RECORD EXTRACTS:
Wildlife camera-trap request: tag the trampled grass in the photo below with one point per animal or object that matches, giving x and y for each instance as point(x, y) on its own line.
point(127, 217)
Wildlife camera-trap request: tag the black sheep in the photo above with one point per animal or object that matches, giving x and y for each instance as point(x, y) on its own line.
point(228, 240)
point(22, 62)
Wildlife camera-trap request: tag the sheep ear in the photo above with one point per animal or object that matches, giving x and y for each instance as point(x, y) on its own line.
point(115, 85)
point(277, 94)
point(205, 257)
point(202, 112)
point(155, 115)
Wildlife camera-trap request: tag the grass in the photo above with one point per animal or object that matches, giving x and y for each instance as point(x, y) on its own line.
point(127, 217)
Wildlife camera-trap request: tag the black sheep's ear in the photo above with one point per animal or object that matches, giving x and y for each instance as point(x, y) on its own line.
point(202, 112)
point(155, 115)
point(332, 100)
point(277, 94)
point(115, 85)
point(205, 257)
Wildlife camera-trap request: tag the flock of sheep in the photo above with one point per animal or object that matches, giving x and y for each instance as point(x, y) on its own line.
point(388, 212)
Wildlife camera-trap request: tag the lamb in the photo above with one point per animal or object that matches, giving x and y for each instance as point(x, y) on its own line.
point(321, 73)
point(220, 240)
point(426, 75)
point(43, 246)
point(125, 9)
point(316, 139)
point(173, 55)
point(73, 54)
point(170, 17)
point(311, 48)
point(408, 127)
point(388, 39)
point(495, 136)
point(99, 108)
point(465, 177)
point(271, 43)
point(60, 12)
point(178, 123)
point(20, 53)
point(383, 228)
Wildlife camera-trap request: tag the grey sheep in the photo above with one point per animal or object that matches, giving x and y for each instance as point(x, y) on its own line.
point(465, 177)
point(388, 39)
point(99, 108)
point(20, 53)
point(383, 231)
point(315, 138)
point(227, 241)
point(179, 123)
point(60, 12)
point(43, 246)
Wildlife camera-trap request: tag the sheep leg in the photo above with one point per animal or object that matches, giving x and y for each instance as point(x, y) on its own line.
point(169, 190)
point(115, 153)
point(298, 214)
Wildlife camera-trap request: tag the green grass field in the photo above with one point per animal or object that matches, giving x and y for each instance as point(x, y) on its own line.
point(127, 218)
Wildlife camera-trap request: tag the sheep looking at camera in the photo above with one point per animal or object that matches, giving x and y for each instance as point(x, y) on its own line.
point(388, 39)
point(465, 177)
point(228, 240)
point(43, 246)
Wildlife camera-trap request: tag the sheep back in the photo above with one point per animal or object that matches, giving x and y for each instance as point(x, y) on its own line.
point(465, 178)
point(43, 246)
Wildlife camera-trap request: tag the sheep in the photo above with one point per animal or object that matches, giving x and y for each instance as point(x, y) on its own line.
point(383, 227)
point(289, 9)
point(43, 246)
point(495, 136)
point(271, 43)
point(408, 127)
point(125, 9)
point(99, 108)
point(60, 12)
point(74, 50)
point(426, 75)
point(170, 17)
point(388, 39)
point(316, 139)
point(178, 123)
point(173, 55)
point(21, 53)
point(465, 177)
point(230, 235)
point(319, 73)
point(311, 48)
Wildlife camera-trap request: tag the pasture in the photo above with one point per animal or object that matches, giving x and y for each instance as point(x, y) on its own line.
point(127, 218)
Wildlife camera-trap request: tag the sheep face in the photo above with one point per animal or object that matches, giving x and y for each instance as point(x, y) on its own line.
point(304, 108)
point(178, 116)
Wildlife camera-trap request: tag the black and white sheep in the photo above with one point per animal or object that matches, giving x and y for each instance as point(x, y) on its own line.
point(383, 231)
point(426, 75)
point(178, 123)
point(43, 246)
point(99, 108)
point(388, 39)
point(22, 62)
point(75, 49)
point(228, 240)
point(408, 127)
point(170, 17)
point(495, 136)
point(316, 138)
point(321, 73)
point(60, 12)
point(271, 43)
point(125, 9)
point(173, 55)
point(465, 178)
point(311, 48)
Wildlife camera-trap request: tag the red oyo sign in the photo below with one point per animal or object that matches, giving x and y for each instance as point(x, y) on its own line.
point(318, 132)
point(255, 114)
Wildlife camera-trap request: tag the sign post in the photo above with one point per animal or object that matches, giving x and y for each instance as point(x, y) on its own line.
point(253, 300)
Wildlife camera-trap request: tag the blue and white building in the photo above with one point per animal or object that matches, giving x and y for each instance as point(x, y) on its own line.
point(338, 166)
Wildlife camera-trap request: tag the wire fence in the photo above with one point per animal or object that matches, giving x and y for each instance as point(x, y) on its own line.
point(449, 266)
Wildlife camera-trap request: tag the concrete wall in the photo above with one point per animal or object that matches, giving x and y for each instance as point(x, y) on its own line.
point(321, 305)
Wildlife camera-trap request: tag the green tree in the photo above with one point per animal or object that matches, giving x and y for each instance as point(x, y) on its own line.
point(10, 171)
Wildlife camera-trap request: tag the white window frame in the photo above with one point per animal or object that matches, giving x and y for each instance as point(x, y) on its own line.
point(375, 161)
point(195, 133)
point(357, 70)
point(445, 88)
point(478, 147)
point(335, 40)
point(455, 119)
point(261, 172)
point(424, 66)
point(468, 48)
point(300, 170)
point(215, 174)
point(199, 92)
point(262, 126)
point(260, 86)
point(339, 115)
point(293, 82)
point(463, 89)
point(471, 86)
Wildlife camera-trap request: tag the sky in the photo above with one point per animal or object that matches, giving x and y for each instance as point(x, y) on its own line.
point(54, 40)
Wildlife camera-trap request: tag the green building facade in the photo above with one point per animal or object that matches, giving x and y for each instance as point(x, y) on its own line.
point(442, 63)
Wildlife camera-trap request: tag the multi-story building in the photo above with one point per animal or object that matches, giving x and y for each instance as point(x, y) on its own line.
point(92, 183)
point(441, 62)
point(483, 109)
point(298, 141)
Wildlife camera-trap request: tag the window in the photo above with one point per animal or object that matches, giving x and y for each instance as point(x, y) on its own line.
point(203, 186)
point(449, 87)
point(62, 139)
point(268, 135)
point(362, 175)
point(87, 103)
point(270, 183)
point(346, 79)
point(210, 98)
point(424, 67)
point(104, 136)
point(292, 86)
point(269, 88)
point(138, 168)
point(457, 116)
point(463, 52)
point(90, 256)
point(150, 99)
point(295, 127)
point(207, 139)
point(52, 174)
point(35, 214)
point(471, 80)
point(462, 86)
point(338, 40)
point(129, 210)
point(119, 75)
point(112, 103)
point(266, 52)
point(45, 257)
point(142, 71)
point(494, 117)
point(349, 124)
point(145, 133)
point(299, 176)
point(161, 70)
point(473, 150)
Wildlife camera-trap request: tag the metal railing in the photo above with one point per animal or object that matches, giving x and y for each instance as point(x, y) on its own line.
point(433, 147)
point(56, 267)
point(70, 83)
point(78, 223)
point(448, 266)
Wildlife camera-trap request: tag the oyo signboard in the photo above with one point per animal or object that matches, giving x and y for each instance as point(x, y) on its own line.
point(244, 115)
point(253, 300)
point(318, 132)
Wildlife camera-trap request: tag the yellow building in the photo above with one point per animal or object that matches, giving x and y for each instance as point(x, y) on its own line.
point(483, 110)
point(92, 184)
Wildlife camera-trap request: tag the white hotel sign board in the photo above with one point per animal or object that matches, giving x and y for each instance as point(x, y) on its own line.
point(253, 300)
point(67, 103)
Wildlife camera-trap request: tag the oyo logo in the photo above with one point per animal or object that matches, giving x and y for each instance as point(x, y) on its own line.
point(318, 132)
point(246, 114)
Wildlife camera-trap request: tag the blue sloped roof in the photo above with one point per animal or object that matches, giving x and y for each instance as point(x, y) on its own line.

EXERCISE AIM:
Please copy out each record, character for character.

REPLY TO THE EXERCISE:
Wildlife camera-trap request: tag the trampled grass in the photo below with one point per animal or object that matches, giving x and y for each instance as point(x, y) on its own line.
point(127, 217)
Wildlife camera-trap request: tag the black sheep in the photo above with one point per animal or object that matches, giving x and y for each instance as point(x, y) on its own line.
point(228, 240)
point(22, 62)
Wildlife camera-trap request: tag the sheep ear in the photo above with one point per animal or object that matches, giving x and y for each instance as point(x, y) on its own line.
point(115, 85)
point(277, 94)
point(205, 257)
point(202, 112)
point(155, 115)
Wildlife camera-trap request: tag the grass in the photo above with one point per animal or object that matches, giving x and y for each instance as point(x, y) on its own line.
point(127, 217)
Wildlife camera-trap request: tag the black sheep's ear in the photo above with one point per animal or object that matches, giving x and y for each instance as point(x, y) on its own line.
point(202, 112)
point(155, 115)
point(332, 100)
point(277, 94)
point(115, 85)
point(205, 257)
Wildlife camera-trap request: tag the flock of sheep in the photo above with one point per animal or object that matches, giving x and y for each instance as point(x, y) on its own line.
point(388, 212)
Wildlife camera-trap request: tag the lamb in the photo above with one point per animal or object that matches, giving x and y for each instance as point(x, y) on its own line.
point(321, 73)
point(220, 240)
point(426, 75)
point(43, 246)
point(125, 9)
point(316, 139)
point(173, 55)
point(73, 54)
point(170, 17)
point(311, 48)
point(408, 127)
point(388, 39)
point(495, 136)
point(99, 108)
point(465, 177)
point(271, 43)
point(60, 12)
point(178, 123)
point(20, 53)
point(383, 228)
Wildlife camera-trap request: tag the grey sheep in the photo above with one point per animal or object that matches, giving x and y for each instance as point(x, y) on its own line.
point(465, 177)
point(388, 39)
point(99, 108)
point(20, 53)
point(383, 231)
point(315, 138)
point(227, 241)
point(179, 123)
point(60, 12)
point(43, 246)
Wildlife camera-trap request: tag the sheep leg in the photo above with one point per animal or object that matches, giving x and y for each instance as point(x, y) on its own line.
point(169, 190)
point(115, 153)
point(298, 214)
Wildlife camera-trap request: tag the green grass field in the photo above with one point per animal or object that matches, giving x and y for each instance as point(x, y) on its own line.
point(127, 218)
Wildlife camera-trap request: tag the sheep looking at camera in the photo above with one point per animal or object that matches, giving x and y for each instance as point(x, y) on its own line.
point(388, 39)
point(465, 177)
point(228, 240)
point(43, 246)
Wildlife camera-trap request: tag the sheep back in the photo above with one point per animal or object that matches, giving x and y for each instance as point(x, y) on its own line.
point(465, 178)
point(43, 246)
Wildlife camera-trap request: tag the sheep in the photo above with one point per animal or object that matches, giving x and y for each instance as point(x, y) on its own line.
point(383, 227)
point(289, 9)
point(43, 246)
point(495, 136)
point(271, 43)
point(408, 127)
point(125, 9)
point(99, 108)
point(60, 12)
point(74, 50)
point(426, 75)
point(170, 17)
point(388, 39)
point(316, 139)
point(178, 123)
point(173, 55)
point(21, 53)
point(465, 177)
point(230, 235)
point(319, 73)
point(311, 48)
Wildlife camera-trap request: tag the pasture in the photo above with one point per animal or object that matches, giving x and y for each instance as point(x, y) on its own line.
point(127, 218)
Wildlife camera-trap request: tag the sheep face in the photo above with one point per animal or object that matches, giving x and y for each instance as point(x, y) on its own line.
point(304, 108)
point(178, 116)
Wildlife camera-trap request: tag the black and white sheep in the photo above with one point per animal or object that matches, giving x and y for each instance as point(x, y) on its own line.
point(383, 231)
point(426, 75)
point(178, 123)
point(43, 246)
point(99, 108)
point(388, 39)
point(22, 62)
point(75, 49)
point(228, 240)
point(408, 127)
point(170, 17)
point(495, 136)
point(316, 138)
point(321, 73)
point(60, 12)
point(271, 43)
point(125, 9)
point(173, 55)
point(465, 178)
point(311, 48)
Wildlife camera-trap request: tag the red oyo sign in the photo below with one point per animal or object that matches, giving x and y for each instance as point(x, y) on its own line.
point(318, 132)
point(255, 114)
Wildlife camera-trap request: tag the sign post in the photo above with one point per animal or object that matches, giving x and y for each instance as point(x, y) on its own line.
point(253, 300)
Wildlife camera-trap request: tag the blue and white building in the photo above with one point per animal or object that matches, giving x and y for each instance as point(x, y) on its own line.
point(338, 166)
Wildlife camera-trap request: tag the wire fence in the photo above with one point per animal or object that matches, giving x and y for each instance as point(x, y) on its own line.
point(449, 266)
Wildlife camera-trap request: tag the concrete wall in the photo above with one point per animal or object that matches, giving x and y for each instance as point(x, y) on its own line.
point(321, 305)
Wildlife camera-trap request: tag the green tree in the photo above with one point per animal or object that matches, giving x and y for each instance as point(x, y) on its own line.
point(10, 171)
Wildlife camera-trap request: tag the white window frame in the photo above with one point per animal or object that matches, giving x and y for each instance as point(x, y) on its own line.
point(375, 161)
point(195, 133)
point(357, 70)
point(445, 88)
point(478, 147)
point(335, 40)
point(455, 119)
point(261, 172)
point(424, 66)
point(468, 48)
point(300, 170)
point(215, 174)
point(199, 92)
point(262, 126)
point(260, 86)
point(339, 115)
point(293, 82)
point(463, 89)
point(471, 86)
Wildlife camera-trap request: tag the sky in the photo above with one point per animal or object that matches, giving x and y for each instance as point(x, y) on its own line.
point(54, 40)
Wildlife camera-trap request: tag the green building facade in the photo above with one point per animal or object that matches, giving x and y for each instance as point(x, y) on its own line.
point(442, 63)
Wildlife camera-trap request: tag the multi-story building in the photo above with one point per animal or object that matches, giving x and y for each instance as point(x, y) on its own line.
point(92, 183)
point(441, 62)
point(483, 109)
point(298, 141)
Wildlife camera-trap request: tag the window in the photo above with one point per animal or object that matches, giving x and y for each instance as point(x, y) on its own line.
point(203, 186)
point(449, 87)
point(62, 139)
point(268, 135)
point(362, 175)
point(87, 103)
point(270, 183)
point(346, 79)
point(210, 98)
point(424, 67)
point(104, 136)
point(292, 86)
point(269, 88)
point(138, 168)
point(457, 116)
point(463, 52)
point(90, 256)
point(150, 99)
point(295, 127)
point(207, 139)
point(52, 174)
point(35, 214)
point(471, 80)
point(462, 86)
point(338, 40)
point(129, 210)
point(119, 75)
point(112, 103)
point(266, 52)
point(45, 257)
point(142, 71)
point(494, 117)
point(349, 124)
point(145, 133)
point(299, 176)
point(161, 70)
point(473, 150)
Wildlife camera-trap request: tag the metal railing in the photo above with one point per animal or object that matches, giving x and y for each instance as point(x, y) on its own line.
point(433, 147)
point(56, 267)
point(70, 83)
point(78, 223)
point(448, 266)
Wildlife camera-trap request: tag the oyo signboard in the photo above with one point per animal or object that matches, giving x and y for each instance as point(x, y) on its own line.
point(244, 115)
point(253, 300)
point(318, 132)
Wildlife camera-trap request: tag the yellow building in the photo above with one point per animal or object that matches, giving x and y for each instance as point(x, y) on its own line.
point(483, 110)
point(92, 184)
Wildlife camera-trap request: tag the white hotel sign board in the photo above with one point per animal or object that matches, giving x and y for each instance as point(x, y) on its own line.
point(253, 300)
point(67, 103)
Wildlife camera-trap request: tag the oyo logo in the photo above with one point per animal or object that matches, giving x and y for each instance as point(x, y) on its own line.
point(318, 132)
point(246, 114)
Wildlife camera-trap request: tag the blue sloped roof in the photo above with one point per animal or object that matches, giving x and y for each instance as point(x, y) on its own line.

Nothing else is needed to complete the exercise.